Written exercise: Write out every one of the records below word for word, leaving nothing changed.

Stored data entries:

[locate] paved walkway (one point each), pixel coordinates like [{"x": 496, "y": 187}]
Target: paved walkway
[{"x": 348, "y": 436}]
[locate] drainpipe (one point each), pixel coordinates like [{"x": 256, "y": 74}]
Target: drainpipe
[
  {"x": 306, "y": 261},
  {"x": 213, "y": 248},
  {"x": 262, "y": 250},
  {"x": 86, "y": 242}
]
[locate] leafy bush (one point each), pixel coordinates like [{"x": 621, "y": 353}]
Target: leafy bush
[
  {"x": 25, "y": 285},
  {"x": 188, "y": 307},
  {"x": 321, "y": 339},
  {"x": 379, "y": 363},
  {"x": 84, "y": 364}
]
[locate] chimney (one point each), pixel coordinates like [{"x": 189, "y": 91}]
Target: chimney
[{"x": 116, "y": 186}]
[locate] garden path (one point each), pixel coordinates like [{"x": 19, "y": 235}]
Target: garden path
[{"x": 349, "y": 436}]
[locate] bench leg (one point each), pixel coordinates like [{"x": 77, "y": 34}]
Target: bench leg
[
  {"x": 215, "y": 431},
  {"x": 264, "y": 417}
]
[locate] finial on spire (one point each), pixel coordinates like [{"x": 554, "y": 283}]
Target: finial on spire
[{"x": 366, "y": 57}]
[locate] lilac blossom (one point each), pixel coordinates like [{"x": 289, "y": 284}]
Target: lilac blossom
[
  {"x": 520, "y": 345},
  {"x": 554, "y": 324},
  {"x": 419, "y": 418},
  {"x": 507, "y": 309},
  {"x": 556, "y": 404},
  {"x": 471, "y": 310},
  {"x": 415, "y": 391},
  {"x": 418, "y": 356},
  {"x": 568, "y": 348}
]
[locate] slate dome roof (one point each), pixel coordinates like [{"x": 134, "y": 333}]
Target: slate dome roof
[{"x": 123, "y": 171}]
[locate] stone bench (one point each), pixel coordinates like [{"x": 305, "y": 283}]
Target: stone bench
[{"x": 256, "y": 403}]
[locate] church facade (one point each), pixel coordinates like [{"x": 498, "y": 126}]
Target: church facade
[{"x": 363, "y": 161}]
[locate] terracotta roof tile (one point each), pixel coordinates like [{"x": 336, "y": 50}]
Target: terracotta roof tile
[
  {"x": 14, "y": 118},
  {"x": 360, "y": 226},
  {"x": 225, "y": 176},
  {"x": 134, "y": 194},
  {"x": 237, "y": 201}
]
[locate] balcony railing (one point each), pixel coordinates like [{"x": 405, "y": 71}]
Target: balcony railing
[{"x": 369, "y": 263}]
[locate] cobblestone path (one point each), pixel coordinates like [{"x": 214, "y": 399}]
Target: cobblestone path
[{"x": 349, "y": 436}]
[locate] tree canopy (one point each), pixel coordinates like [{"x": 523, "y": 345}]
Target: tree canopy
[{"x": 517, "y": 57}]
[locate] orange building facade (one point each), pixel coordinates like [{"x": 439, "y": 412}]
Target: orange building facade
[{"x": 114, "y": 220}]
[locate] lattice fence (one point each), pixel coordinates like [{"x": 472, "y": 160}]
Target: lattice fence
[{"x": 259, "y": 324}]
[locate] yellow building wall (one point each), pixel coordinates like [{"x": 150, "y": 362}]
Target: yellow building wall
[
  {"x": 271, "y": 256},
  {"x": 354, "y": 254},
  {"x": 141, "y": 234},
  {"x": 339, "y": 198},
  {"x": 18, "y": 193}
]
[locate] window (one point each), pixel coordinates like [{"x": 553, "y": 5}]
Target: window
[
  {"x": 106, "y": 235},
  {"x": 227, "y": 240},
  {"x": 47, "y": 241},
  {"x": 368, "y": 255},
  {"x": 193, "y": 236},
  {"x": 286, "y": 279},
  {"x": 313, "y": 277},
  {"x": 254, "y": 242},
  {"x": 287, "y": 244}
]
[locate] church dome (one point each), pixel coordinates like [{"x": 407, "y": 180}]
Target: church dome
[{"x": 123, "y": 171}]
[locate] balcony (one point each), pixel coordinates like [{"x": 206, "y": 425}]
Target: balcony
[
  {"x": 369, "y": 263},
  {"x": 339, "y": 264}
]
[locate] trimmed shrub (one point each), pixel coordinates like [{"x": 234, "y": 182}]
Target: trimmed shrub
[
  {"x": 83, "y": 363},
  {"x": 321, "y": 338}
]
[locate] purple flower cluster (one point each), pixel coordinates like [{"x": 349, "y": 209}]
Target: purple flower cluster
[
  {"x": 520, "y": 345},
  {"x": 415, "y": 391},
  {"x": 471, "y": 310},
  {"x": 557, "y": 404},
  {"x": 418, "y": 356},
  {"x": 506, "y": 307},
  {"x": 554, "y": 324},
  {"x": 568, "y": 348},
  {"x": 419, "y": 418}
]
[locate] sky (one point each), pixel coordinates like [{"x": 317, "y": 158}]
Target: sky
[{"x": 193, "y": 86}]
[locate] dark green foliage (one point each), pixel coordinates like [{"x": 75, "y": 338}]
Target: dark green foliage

Reply to the task:
[locate] paved walkway (one point each), pixel coordinates like [{"x": 496, "y": 187}]
Target: paved walkway
[{"x": 348, "y": 436}]
[locate] drainpipe (one point each), pixel coordinates like [{"x": 256, "y": 74}]
Target: drainpipe
[
  {"x": 306, "y": 261},
  {"x": 213, "y": 248},
  {"x": 262, "y": 250},
  {"x": 86, "y": 242}
]
[locate] leafy bush (one point each), pixel coordinates like [{"x": 621, "y": 353}]
Target: leafy bush
[
  {"x": 25, "y": 285},
  {"x": 188, "y": 307},
  {"x": 321, "y": 339},
  {"x": 379, "y": 363},
  {"x": 84, "y": 364}
]
[locate] chimney (one point each), pixel coordinates like [{"x": 189, "y": 91}]
Target: chimney
[{"x": 116, "y": 186}]
[locate] garden path (one point each), pixel coordinates like [{"x": 19, "y": 235}]
Target: garden path
[{"x": 349, "y": 436}]
[locate] bench leg (one point each), pixel coordinates like [{"x": 77, "y": 34}]
Target: bench leg
[
  {"x": 215, "y": 431},
  {"x": 264, "y": 417}
]
[locate] finial on spire (one point each), pixel coordinates like [{"x": 554, "y": 283}]
Target: finial on spire
[{"x": 366, "y": 57}]
[locate] lilac blossom (one point each), pixel coordinates like [{"x": 289, "y": 284}]
Target: lilac blossom
[
  {"x": 520, "y": 345},
  {"x": 554, "y": 324},
  {"x": 419, "y": 418},
  {"x": 507, "y": 309},
  {"x": 556, "y": 404},
  {"x": 471, "y": 310},
  {"x": 415, "y": 391},
  {"x": 418, "y": 356},
  {"x": 568, "y": 348}
]
[locate] slate dome roof (one point each), pixel coordinates like [{"x": 134, "y": 333}]
Target: slate dome roof
[{"x": 123, "y": 171}]
[locate] stone bench (one point each), pixel coordinates like [{"x": 305, "y": 283}]
Target: stone bench
[{"x": 256, "y": 403}]
[locate] church facade (one point each), pixel coordinates like [{"x": 498, "y": 126}]
Target: church facade
[{"x": 363, "y": 161}]
[locate] terracotta roof tile (one point each), pixel coordinates like [{"x": 336, "y": 50}]
Target: terracotta roof tile
[
  {"x": 14, "y": 118},
  {"x": 360, "y": 226},
  {"x": 225, "y": 176},
  {"x": 134, "y": 194},
  {"x": 237, "y": 201}
]
[locate] balcony railing (one point each), pixel coordinates like [{"x": 405, "y": 71}]
Target: balcony railing
[{"x": 369, "y": 263}]
[locate] cobblestone path (one point each), pixel coordinates like [{"x": 214, "y": 399}]
Target: cobblestone path
[{"x": 349, "y": 436}]
[locate] tree canopy (one point each), pixel coordinates like [{"x": 523, "y": 345}]
Target: tree canopy
[{"x": 517, "y": 57}]
[locate] orange building facade (one point each), pixel coordinates like [{"x": 439, "y": 412}]
Target: orange building facade
[{"x": 114, "y": 220}]
[locate] lattice fence (one point each), pixel coordinates like [{"x": 472, "y": 160}]
Target: lattice fence
[{"x": 259, "y": 324}]
[locate] yellow building wall (one point each), pixel coordinates like [{"x": 150, "y": 362}]
Target: yellow building wall
[
  {"x": 271, "y": 256},
  {"x": 354, "y": 254},
  {"x": 141, "y": 234},
  {"x": 339, "y": 198},
  {"x": 18, "y": 193}
]
[locate] window (one point each), pixel coordinates like [{"x": 553, "y": 5}]
Target: window
[
  {"x": 106, "y": 235},
  {"x": 227, "y": 240},
  {"x": 47, "y": 241},
  {"x": 368, "y": 255},
  {"x": 193, "y": 236},
  {"x": 286, "y": 279},
  {"x": 313, "y": 277},
  {"x": 254, "y": 242},
  {"x": 287, "y": 244}
]
[locate] church dome (one point each), pixel coordinates like [{"x": 407, "y": 180}]
Target: church dome
[{"x": 123, "y": 171}]
[locate] balcony (one point each), pixel coordinates like [{"x": 206, "y": 425}]
Target: balcony
[
  {"x": 369, "y": 263},
  {"x": 339, "y": 264}
]
[locate] trimmed shrub (one point each), pixel coordinates like [{"x": 234, "y": 182}]
Target: trimmed shrub
[
  {"x": 83, "y": 363},
  {"x": 321, "y": 338}
]
[locate] purple flower cluster (one point each), pixel coordinates like [{"x": 349, "y": 209}]
Target: purple flower cluster
[
  {"x": 520, "y": 345},
  {"x": 415, "y": 391},
  {"x": 471, "y": 310},
  {"x": 557, "y": 404},
  {"x": 418, "y": 356},
  {"x": 506, "y": 307},
  {"x": 554, "y": 324},
  {"x": 568, "y": 348},
  {"x": 419, "y": 418}
]
[locate] sky (one point each), pixel coordinates like [{"x": 317, "y": 158}]
Target: sky
[{"x": 193, "y": 86}]
[locate] dark green foliage (one point each), pixel coordinates like [{"x": 75, "y": 338}]
Target: dark green foliage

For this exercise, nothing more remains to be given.